## Given problem
Show each line of the data below that includes the word "wooden", copied in full.

## Supplied data
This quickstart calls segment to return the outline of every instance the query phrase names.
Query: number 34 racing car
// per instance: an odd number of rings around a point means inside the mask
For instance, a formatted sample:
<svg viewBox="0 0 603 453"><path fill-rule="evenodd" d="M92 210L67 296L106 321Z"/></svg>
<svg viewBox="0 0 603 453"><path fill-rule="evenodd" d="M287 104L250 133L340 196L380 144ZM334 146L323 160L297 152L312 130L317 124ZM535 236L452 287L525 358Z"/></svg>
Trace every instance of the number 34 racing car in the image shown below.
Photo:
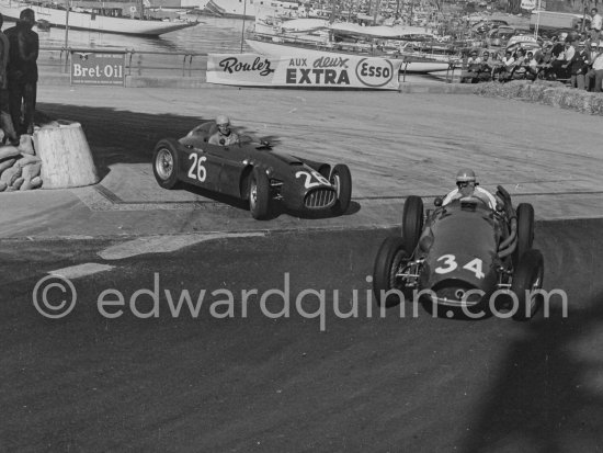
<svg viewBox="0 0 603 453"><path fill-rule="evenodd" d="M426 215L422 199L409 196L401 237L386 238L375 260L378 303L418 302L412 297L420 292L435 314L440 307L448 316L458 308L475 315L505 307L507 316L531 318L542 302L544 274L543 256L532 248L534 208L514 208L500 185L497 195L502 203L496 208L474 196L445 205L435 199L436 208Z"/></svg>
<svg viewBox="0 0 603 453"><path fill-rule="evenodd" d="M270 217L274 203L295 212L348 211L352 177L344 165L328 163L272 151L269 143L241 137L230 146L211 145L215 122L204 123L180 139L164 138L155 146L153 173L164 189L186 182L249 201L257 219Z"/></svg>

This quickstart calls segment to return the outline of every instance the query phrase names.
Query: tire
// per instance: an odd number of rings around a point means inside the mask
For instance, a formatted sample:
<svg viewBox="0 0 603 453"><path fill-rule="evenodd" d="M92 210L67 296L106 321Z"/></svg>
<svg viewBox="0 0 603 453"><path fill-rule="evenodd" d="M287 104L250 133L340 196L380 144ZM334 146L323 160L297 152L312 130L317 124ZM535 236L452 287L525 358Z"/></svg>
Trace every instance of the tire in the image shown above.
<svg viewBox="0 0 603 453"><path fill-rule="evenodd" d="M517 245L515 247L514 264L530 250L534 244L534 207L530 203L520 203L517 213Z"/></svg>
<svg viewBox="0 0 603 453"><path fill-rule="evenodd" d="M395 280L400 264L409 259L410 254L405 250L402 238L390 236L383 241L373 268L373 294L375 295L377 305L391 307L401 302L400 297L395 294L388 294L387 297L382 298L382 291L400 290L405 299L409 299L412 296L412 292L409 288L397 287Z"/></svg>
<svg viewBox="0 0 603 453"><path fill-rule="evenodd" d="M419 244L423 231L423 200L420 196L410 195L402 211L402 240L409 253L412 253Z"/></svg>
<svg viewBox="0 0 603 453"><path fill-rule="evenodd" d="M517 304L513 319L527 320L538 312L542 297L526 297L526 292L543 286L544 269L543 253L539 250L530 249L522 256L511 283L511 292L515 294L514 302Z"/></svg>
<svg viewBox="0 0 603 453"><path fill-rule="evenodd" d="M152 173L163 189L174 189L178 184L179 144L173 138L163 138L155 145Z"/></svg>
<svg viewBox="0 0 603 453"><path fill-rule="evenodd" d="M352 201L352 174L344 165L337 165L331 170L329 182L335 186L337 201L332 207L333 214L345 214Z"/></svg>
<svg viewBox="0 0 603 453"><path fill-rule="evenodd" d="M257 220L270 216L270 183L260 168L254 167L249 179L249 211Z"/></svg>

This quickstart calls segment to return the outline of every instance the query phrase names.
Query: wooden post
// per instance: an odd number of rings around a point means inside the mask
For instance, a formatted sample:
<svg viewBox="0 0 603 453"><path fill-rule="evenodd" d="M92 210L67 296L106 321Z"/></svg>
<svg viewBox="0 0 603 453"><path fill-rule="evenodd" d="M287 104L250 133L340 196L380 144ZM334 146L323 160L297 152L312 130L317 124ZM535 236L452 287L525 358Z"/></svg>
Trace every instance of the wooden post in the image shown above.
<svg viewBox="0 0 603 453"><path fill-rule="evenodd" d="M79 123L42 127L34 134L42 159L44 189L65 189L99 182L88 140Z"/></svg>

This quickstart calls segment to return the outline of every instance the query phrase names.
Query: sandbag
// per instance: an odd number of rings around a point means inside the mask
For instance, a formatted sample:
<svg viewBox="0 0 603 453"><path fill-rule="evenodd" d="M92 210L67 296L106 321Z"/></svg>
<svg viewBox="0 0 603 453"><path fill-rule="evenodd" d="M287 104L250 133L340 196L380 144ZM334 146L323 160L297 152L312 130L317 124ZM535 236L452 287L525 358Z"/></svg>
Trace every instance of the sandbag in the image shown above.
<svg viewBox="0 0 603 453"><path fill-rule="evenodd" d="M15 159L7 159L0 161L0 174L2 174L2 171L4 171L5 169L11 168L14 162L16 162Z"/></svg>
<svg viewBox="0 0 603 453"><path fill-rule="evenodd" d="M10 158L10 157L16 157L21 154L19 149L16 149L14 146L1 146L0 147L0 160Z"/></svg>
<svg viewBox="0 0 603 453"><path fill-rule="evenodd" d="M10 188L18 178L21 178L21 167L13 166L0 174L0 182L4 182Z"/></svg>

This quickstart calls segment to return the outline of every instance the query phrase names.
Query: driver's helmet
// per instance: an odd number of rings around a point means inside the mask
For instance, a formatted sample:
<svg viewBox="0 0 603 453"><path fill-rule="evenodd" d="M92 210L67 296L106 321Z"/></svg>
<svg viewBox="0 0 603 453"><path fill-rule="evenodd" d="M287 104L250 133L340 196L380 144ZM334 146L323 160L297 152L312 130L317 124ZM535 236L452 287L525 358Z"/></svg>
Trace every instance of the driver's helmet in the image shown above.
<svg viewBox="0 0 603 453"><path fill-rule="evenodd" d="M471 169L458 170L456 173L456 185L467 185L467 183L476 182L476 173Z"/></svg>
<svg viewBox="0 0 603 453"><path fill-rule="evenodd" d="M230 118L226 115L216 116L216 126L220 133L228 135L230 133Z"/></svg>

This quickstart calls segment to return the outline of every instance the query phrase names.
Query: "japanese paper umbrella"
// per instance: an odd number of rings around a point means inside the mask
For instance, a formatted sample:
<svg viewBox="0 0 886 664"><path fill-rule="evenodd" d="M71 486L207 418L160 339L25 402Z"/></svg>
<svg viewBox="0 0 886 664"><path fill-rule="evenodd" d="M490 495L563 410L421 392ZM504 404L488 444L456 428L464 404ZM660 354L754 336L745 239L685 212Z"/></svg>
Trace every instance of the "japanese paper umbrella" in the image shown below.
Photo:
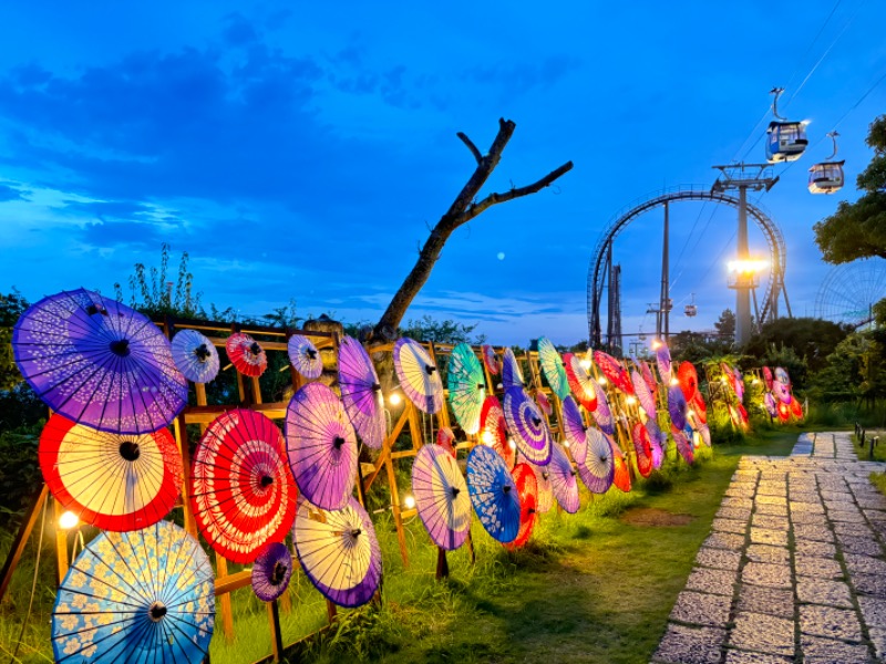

* * *

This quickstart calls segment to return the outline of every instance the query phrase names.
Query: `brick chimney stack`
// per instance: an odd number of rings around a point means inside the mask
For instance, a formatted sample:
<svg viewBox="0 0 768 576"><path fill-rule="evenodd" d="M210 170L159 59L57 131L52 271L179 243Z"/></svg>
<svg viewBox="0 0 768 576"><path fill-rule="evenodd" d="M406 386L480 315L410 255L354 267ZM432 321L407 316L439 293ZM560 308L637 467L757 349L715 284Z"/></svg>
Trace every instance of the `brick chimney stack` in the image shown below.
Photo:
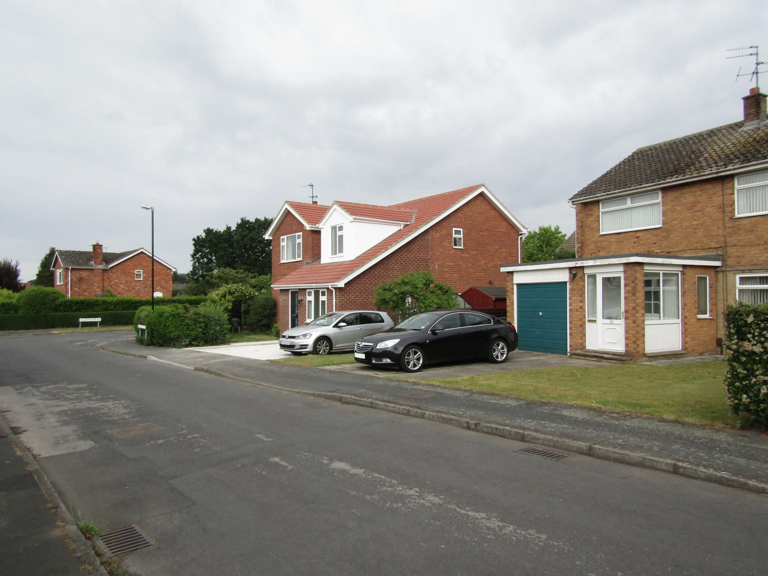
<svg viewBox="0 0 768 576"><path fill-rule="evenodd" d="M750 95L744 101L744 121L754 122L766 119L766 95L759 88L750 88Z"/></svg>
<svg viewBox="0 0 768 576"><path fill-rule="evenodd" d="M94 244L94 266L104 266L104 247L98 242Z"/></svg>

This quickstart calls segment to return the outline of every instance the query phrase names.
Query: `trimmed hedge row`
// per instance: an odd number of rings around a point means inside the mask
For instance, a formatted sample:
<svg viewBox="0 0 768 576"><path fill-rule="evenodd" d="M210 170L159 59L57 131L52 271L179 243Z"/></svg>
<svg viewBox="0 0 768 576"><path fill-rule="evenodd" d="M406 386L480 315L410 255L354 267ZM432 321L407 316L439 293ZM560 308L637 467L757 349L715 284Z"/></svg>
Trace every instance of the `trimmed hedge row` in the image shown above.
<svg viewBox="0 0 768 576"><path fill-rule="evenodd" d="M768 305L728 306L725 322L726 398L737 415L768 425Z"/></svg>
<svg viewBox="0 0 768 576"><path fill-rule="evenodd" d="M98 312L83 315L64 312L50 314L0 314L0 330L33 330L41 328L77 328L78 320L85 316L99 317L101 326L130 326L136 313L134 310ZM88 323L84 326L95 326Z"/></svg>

## Task response
Query: wooden post
Trace every instance of the wooden post in the image shown above.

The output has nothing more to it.